**OBJETIVO DO EXERCÍCIO**
Transcreva fielmente o trecho da resenha apresentada abaixo, de "Somadas, a parte" até "na minha avaliação.".

**TEXTO**
Pedro Costa 31/12/2023
Olha Quem Fala...
Recebi como presente de uma amiga o livro A Classe Média No Espelho, de Jessé Souza (entre outras qualificações, sociólogo e ex-presidente do Instituto de Pesquisa Econômica Aplicada – indicado por Dilma). Em retribuição, esta amiga pediu-me uma análise crítica a respeito do conteúdo, razão principal desta resenha. Agradeço a ela pela oportunidade (já que eu não o teria lido por iniciativa própria), sobretudo pela surpresa com o resultado:
Leitor contumaz que sou, eu costumo dizer que, ao concluir a leitura de um livro, se nele eu tiver encontrado um único parágrafo que valha a pena ser lido, o trabalho de encontra-lo estará justificado... nesse aspecto a surpresa foi positiva, posto que admito haver aproveitado muito mais que um parágrafo. Para quem leu os livros anteriores do autor pode-se dizer que esta leitura é dispensável, pois trata-se de uma repetição de assuntos que ele mesmo já dissecou à exaustão; entretanto, para quem não os leu, com o devido cuidado a leitura deste último pode ser um tanto enriquecedora.
Somadas, a parte que analisa a origem da moralidade e a que trata da construção da classe média brasileira disponibilizam ao leitor 71 páginas bastante instrutivas e proveitosas (cerca de 25% do livro), em que pese o fato de algumas delas estarem visivelmente contaminadas pelo que caberia aqui chamar de “desonestidade intelectual” do autor (dada sua reconhecida erudição no assunto), desvios que podemos creditar à sua explícita inclinação ideológica e razão da 1 estrela na minha avaliação.
No capítulo Golpe de 2016 ele enrola o leitor ao longo de 20 páginas sem valer-se de uma única linha amparada em argumentos concretos que caracterizem o tal golpe. O próprio autor admite (Pág. 158) que “o Ministério da Justiça da ex-presidenta (sic) Dilma, urdindo o aparato legal para as leis de exceção utilizadas mais tarde pelos inimigos para golpear a própria presidenta (sic) e a democracia. (...) no próprio Ministério da Justiça da presidenta (sic) depois deposta montou-se o arcabouço legal”, ou seja, devemos concluir que a Lei aplicada contra os adversários é a democracia em pleno exercício, mas a própria “mãe dos pobres” ser pega em flagrante delito contra uma lei promulgada por ela mesma, aí é golpe! (Atualmente, por muito menos tem gente sendo presa, acusada de “ataque às instituições democráticas”).

Exemplos de rotulagem de pontos
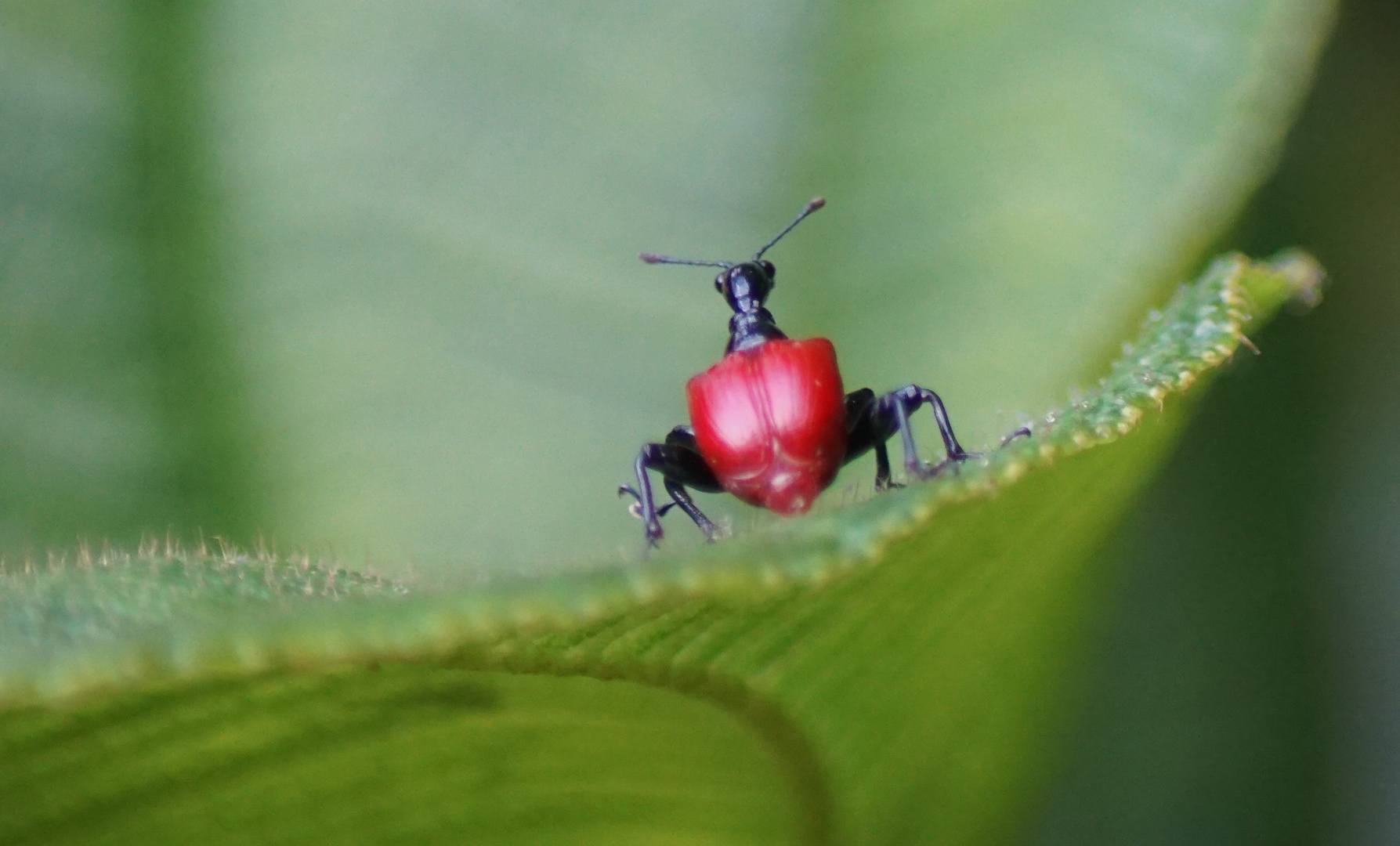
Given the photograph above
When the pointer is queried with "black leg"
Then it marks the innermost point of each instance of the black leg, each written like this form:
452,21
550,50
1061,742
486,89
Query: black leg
871,421
681,496
679,464
882,468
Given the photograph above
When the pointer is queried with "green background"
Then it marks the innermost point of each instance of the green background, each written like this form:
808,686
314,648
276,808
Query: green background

**RESPOSTA FINAL**
Somadas, a parte que analisa a origem da moralidade e a que trata da construção da classe média brasileira disponibilizam ao leitor 71 páginas bastante instrutivas e proveitosas (cerca de 25% do livro), em que pese o fato de algumas delas estarem visivelmente contaminadas pelo que caberia aqui chamar de “desonestidade intelectual” do autor (dada sua reconhecida erudição no assunto), desvios que podemos creditar à sua explícita inclinação ideológica e razão da 1 estrela na minha avaliação.